#### HOW TO COMPLETE THIS TASK
Return every entry in the listing word for word.
--- START ---
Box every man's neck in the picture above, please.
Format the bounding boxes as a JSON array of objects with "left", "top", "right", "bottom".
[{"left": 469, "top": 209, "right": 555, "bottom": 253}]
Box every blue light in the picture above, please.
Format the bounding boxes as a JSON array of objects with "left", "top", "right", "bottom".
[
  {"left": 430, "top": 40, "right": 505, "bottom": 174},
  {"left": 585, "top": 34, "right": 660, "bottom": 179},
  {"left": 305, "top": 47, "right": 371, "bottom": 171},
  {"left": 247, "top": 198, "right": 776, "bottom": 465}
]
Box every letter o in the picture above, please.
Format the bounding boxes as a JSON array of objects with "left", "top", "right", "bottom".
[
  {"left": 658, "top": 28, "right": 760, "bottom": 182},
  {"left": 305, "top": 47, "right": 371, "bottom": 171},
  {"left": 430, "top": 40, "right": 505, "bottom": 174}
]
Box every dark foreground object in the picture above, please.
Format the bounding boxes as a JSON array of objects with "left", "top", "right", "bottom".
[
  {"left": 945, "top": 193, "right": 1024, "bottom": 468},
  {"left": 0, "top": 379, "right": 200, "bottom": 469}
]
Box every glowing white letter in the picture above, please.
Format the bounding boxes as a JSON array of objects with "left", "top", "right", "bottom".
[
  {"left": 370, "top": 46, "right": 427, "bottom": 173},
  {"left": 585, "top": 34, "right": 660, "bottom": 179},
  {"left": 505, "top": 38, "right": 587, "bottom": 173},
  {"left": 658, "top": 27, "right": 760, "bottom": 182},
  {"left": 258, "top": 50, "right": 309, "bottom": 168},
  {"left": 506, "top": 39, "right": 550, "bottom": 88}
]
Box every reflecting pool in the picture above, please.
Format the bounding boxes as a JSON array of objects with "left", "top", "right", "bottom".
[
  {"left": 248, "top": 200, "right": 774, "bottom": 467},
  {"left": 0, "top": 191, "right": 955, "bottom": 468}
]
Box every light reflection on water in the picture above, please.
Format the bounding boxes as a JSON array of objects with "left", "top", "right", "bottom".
--- END ---
#### OUTPUT FOR THIS EXERCISE
Box every man's neck in the picture above, please.
Format the bounding boxes as a JSON array of objects with "left", "top", "right", "bottom".
[{"left": 469, "top": 209, "right": 555, "bottom": 253}]
Box every blue light in the picture above, please.
Format the bounding boxes as a JSON array of objects with "left", "top", "right", "bottom".
[
  {"left": 430, "top": 40, "right": 505, "bottom": 174},
  {"left": 585, "top": 34, "right": 660, "bottom": 179},
  {"left": 305, "top": 47, "right": 371, "bottom": 171},
  {"left": 247, "top": 198, "right": 776, "bottom": 465}
]
Box every letter o in the picture above, please.
Format the bounding boxes as a JSON array of objects with "left", "top", "right", "bottom".
[
  {"left": 658, "top": 28, "right": 760, "bottom": 182},
  {"left": 305, "top": 47, "right": 371, "bottom": 171},
  {"left": 430, "top": 40, "right": 505, "bottom": 174}
]
Box every dark foreground object in the picture above, please.
Format the bounding boxes as a JSON array of objects with "left", "top", "right", "bottom".
[
  {"left": 945, "top": 193, "right": 1024, "bottom": 468},
  {"left": 0, "top": 379, "right": 200, "bottom": 469}
]
Box every glowing white letter in the picture above, please.
Format the bounding boxes as a JSON array of objects with "left", "top", "right", "bottom".
[
  {"left": 370, "top": 46, "right": 427, "bottom": 173},
  {"left": 585, "top": 34, "right": 660, "bottom": 179},
  {"left": 505, "top": 38, "right": 587, "bottom": 173},
  {"left": 658, "top": 27, "right": 760, "bottom": 182},
  {"left": 258, "top": 50, "right": 309, "bottom": 168},
  {"left": 506, "top": 39, "right": 550, "bottom": 88}
]
Box every reflecting pool in the picture above, please.
Format the bounding boxes as a JSON array of objects with "left", "top", "right", "bottom".
[
  {"left": 248, "top": 200, "right": 774, "bottom": 467},
  {"left": 0, "top": 191, "right": 955, "bottom": 468}
]
Box every light reflection on water in the picture above, please.
Format the bounding boxes as a JSON array of objects with "left", "top", "right", "bottom".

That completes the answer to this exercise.